Mahmood v. Gutman

81 A.D.3d 792, 916 N.Y.S.2d 802
CourtAppellate Division of the Supreme Court of the State of New York
DecidedFebruary 15, 2011
StatusPublished
Cited by10 cases

This text of 81 A.D.3d 792 (Mahmood v. Gutman) is published on Counsel Stack Legal Research, covering Appellate Division of the Supreme Court of the State of New York primary law. Counsel Stack provides free access to over 12 million legal documents including statutes, case law, regulations, and constitutions.

Bluebook
Mahmood v. Gutman, 81 A.D.3d 792, 916 N.Y.S.2d 802 (N.Y. Ct. App. 2011).

Opinion

In an action to recover damages for personal injuries, the plaintiff appeals from (1) an order of the Supreme Court, Kings County (Schmidt, J.), entered October 29, 2009, which granted the third-party defendant’s motion for summary judgment dismissing the third-party complaint, and (2) a judgment of the same court entered December 7, 2009, which, upon the order, is in favor of the third-party defendant and against the defendants/third-party plaintiffs dismissing the third-party complaint.

> [DATA SUPPLIED]:

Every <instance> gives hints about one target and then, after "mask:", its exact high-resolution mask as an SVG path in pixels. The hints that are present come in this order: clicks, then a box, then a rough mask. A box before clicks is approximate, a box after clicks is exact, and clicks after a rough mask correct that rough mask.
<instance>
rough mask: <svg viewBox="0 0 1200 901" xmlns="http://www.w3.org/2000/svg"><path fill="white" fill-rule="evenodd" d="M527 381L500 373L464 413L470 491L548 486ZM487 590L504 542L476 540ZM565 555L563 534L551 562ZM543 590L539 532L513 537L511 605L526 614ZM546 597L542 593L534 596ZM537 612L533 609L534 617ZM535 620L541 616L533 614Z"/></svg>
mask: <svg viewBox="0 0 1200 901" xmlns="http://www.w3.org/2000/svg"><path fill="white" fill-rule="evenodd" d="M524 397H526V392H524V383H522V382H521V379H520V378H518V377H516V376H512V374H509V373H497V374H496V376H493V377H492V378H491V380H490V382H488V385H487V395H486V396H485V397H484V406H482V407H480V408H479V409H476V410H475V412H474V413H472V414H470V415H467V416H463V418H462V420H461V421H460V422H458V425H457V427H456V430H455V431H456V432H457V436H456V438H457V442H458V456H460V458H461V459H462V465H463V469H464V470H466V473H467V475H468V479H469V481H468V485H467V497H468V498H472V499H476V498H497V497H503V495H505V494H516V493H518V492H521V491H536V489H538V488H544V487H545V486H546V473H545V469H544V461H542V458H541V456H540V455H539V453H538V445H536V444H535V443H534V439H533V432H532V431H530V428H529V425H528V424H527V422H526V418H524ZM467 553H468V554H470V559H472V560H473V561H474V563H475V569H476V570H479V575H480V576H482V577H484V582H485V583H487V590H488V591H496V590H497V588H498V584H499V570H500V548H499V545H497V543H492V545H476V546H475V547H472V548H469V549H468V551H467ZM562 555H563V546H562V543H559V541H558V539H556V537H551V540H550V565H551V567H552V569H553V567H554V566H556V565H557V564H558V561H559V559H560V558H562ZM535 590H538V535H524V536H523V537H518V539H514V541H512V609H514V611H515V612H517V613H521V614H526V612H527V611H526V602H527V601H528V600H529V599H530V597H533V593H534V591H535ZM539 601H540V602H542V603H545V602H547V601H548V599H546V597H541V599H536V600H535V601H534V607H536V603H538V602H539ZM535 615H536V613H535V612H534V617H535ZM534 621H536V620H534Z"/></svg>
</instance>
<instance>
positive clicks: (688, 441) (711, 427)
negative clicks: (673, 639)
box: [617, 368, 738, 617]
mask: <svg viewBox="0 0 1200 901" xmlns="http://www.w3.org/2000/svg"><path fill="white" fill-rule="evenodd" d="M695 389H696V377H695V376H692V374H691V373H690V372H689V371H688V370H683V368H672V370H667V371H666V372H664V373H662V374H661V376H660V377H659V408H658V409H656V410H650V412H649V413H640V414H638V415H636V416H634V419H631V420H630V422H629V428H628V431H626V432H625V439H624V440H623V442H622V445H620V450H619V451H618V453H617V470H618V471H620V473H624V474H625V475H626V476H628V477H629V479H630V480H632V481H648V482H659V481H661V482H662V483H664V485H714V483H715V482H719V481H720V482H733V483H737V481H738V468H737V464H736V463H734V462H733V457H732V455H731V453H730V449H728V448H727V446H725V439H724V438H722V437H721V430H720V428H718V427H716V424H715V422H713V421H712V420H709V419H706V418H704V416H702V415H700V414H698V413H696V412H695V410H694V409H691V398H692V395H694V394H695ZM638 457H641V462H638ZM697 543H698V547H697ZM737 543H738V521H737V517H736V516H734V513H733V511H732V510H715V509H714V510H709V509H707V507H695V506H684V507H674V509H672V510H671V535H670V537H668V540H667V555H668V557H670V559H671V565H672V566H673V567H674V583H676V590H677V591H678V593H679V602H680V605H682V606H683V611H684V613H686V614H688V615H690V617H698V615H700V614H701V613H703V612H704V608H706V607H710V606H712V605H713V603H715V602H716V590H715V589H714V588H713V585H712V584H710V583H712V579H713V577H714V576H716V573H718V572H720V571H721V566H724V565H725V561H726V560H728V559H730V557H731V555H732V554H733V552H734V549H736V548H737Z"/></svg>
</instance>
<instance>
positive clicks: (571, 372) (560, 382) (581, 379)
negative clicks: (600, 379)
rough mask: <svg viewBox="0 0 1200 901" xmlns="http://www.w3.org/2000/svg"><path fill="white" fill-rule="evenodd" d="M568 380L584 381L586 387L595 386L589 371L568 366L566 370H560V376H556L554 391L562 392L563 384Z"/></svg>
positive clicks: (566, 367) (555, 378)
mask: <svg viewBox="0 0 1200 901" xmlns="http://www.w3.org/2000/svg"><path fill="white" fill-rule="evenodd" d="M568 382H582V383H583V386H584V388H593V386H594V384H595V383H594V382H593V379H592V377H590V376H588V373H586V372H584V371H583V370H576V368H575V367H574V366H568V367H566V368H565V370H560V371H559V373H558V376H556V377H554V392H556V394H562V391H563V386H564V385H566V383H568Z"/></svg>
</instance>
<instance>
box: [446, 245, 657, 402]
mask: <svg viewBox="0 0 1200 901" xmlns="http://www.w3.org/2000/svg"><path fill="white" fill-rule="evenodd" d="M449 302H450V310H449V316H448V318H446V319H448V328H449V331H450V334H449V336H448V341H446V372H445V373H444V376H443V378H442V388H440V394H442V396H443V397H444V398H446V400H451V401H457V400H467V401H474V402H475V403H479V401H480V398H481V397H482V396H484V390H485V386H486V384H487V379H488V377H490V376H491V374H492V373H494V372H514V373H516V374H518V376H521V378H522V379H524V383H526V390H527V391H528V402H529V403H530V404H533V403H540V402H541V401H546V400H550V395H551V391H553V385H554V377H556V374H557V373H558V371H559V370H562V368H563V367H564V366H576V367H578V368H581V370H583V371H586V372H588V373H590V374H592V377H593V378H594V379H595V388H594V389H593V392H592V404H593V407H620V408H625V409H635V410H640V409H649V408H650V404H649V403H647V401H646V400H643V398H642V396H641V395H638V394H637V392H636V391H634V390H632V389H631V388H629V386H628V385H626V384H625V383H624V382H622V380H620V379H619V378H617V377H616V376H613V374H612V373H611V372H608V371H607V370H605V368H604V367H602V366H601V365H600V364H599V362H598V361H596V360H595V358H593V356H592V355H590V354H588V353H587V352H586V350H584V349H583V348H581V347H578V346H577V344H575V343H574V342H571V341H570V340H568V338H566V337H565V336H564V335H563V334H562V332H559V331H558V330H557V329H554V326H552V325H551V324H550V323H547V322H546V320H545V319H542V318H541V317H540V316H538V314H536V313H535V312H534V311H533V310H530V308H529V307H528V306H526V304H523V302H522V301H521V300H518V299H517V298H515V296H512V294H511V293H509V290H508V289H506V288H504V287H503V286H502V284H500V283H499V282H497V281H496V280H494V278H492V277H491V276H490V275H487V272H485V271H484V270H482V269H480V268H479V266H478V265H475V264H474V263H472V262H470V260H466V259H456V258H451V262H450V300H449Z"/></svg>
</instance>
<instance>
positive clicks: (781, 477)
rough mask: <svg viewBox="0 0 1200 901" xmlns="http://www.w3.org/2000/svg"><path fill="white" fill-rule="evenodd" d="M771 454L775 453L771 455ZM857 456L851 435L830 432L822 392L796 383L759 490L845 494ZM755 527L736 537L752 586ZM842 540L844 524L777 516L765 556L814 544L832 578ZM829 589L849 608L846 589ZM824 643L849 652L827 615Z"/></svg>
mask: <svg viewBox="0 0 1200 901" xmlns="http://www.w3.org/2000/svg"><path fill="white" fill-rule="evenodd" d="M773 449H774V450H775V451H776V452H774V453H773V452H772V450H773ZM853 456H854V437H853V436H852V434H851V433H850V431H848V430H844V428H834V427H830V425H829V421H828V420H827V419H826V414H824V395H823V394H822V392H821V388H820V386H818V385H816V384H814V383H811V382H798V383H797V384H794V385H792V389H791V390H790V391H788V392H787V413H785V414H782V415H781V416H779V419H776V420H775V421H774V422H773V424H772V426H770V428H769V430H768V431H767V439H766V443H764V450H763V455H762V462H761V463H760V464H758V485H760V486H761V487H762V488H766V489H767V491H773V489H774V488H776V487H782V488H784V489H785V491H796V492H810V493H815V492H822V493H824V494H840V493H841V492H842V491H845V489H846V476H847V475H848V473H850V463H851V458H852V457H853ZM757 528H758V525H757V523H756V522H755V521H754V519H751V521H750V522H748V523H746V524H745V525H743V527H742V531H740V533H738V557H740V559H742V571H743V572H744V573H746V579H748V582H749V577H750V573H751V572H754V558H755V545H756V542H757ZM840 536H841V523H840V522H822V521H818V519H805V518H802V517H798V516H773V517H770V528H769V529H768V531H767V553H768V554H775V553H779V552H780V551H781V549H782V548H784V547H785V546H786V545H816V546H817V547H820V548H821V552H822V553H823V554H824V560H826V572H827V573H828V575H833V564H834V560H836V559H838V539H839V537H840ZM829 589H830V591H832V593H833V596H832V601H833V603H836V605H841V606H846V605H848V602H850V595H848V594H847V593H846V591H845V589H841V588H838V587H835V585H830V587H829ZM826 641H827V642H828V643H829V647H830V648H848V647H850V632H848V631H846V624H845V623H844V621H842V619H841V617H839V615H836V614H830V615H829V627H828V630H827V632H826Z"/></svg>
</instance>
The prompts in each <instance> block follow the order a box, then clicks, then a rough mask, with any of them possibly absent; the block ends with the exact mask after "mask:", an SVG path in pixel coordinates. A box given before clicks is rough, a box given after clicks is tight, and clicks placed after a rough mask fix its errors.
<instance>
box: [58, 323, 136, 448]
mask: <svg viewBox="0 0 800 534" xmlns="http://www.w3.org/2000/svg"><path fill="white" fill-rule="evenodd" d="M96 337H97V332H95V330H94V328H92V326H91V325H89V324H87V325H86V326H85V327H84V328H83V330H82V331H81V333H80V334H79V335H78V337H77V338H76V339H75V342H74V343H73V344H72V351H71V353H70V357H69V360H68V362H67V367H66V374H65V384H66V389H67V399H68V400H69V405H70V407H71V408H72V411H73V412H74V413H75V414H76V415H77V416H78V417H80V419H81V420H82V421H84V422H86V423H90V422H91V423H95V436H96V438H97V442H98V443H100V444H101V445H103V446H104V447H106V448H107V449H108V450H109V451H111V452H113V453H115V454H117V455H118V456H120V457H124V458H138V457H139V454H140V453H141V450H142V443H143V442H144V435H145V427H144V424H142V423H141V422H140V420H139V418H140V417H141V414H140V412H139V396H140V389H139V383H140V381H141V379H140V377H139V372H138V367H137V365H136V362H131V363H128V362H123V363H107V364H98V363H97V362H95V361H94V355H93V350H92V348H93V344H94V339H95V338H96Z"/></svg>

> [SET OF TASKS]:
A: Could you output the passage of the Mahmood v. Gutman opinion that begins at the words "This text of" and stops after "the third-party complaint.", copied word for word?
B: Can you write the next part of the Mahmood v. Gutman opinion, picking up right after its last sentence?

> [RESULTS IN ORDER]:
A:
This text of 81 A.D.3d 792 (Mahmood v. Gutman) is published on Counsel Stack Legal Research, covering Appellate Division of the Supreme Court of the State of New York primary law. Counsel Stack provides free access to over 12 million legal documents including statutes, case law, regulations, and constitutions.

Bluebook
Mahmood v. Gutman, 81 A.D.3d 792, 916 N.Y.S.2d 802 (N.Y. Ct. App. 2011).

Opinion

In an action to recover damages for personal injuries, the plaintiff appeals from (1) an order of the Supreme Court, Kings County (Schmidt, J.), entered October 29, 2009, which granted the third-party defendant’s motion for summary judgment dismissing the third-party complaint, and (2) a judgment of the same court entered December 7, 2009, which, upon the order, is in favor of the third-party defendant and against the defendants/third-party plaintiffs dismissing the third-party complaint.

B:
Ordered that the appeals are dismissed, with one bill of costs to the third-party defendant, payable by the plaintiff.

The plaintiff allegedly sustained personal injuries when he was allegedly struck at his place of work by a vehicle operated by the defendant/third-party plaintiff Raisa Gutman and owned by the defendant/third-party plaintiff Irina Weissman. The plaintiff commenced this action against Gutman and Weissman, who thereafter commenced a third-party action against the plaintiff’s employer, Oakley Car Wash (hereinafter Oakley), seeking indemnification and/or contribution. Oakley moved for summary judgment dismissing the third-party complaint. The Supreme Court granted the motion and subsequently entered a judgment dismissing the third-party complaint. The plaintiff appeals from both the order and the judgment; and he is the only party appealing from either the order or the judgment.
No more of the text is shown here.